DOCUMENT SECTION =
#####

As policymakers at various levels and businesses around the world implement Covid-19 vaccination rules for employees and clients, the Canadian government on Friday announced a new wave of vaccine requirements for certain workers and travelers.
"Driving vaccine uptake in Canada to as high a level as possible is one of the most effective, and least disruptive, means at our disposal to... ensure that we continue on our path to economic recovery, and a healthier and more equitable future."
—Jean-Yves Duclos, Treasury Board
"We know vaccinations are the best way to help protect our fellow Canadians from Covid-19 variants of concern," said Dominic LeBlanc, Canada's minister of intergovernmental affairs, in a statement.
"We are encouraged by the many federal employees who have already been vaccinated," LeBlanc added, "and hope that vaccination rates will continue to climb as the government of Canada moves ahead on its vaccination strategy."
In addition to mandating vaccination for federal public servants as early as the end of September, the government will require employees in the federally regulated air, rail, and marine transportation sectors to be vaccinated "as soon as possible in the fall and no later than the end of October."
The requirement also applies to commercial air travelers as well as passengers on interprovincial trains and cruise ships. A government statement said that it expects crown corporations—which are hybrids of a government body and private entity—and "other employers in the federally regulated sector will also require vaccination for their employees."

#####

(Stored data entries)
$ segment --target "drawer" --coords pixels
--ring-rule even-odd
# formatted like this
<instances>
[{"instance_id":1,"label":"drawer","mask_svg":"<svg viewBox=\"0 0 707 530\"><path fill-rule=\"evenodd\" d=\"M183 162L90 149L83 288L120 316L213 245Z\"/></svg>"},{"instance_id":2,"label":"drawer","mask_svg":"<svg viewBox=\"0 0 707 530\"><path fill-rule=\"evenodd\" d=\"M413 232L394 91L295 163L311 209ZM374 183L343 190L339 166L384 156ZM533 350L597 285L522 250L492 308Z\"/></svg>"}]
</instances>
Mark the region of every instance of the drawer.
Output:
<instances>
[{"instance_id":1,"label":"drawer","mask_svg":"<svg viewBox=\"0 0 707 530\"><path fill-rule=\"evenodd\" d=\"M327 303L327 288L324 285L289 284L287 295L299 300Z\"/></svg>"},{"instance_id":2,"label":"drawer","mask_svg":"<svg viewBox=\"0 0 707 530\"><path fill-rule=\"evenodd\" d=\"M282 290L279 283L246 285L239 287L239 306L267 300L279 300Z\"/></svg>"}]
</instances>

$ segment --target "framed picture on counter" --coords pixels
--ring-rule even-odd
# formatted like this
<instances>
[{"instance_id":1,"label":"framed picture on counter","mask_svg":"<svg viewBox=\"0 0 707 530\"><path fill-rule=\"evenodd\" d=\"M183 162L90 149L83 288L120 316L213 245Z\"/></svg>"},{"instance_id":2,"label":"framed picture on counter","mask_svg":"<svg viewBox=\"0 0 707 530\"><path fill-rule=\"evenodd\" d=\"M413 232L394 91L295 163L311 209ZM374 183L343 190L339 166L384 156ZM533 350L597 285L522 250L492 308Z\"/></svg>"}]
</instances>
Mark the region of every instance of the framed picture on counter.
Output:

#####

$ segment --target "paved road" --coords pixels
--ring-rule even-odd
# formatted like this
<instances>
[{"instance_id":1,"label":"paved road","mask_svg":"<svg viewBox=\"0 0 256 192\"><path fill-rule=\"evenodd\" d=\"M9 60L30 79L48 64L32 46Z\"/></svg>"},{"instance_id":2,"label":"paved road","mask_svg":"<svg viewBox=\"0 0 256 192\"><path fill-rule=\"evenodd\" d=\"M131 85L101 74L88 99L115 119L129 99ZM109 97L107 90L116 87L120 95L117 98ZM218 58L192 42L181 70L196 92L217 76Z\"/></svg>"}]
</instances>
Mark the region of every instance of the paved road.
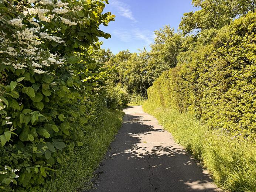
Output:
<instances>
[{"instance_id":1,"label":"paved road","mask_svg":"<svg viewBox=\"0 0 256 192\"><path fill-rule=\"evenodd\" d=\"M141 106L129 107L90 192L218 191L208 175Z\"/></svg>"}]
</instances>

#####

TRY IT = Using the vaccine requirements article, explain in one to three sentences why Jean-Yves Duclos wants vaccine uptake in Canada driven as high as possible. Rely only on the vaccine requirements article, not on the listing.

EXPECTED ANSWER = He calls it one of the most effective and least disruptive means available to keep Canada on its path to economic recovery. He also ties it to a healthier and more equitable future.